--- Data shown Enclosed Below ---
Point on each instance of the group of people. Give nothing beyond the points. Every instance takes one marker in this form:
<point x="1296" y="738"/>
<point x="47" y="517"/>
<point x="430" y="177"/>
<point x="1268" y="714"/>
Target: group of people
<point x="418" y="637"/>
--- End of Enclosed Data shown ---
Work to be completed - Transcribe the entries above exactly.

Exercise result -
Point on each instance of the group of people. Give nothing beyond the points. Every instance takes one marker in this form:
<point x="1296" y="738"/>
<point x="47" y="517"/>
<point x="430" y="177"/>
<point x="1268" y="714"/>
Target: group of people
<point x="418" y="637"/>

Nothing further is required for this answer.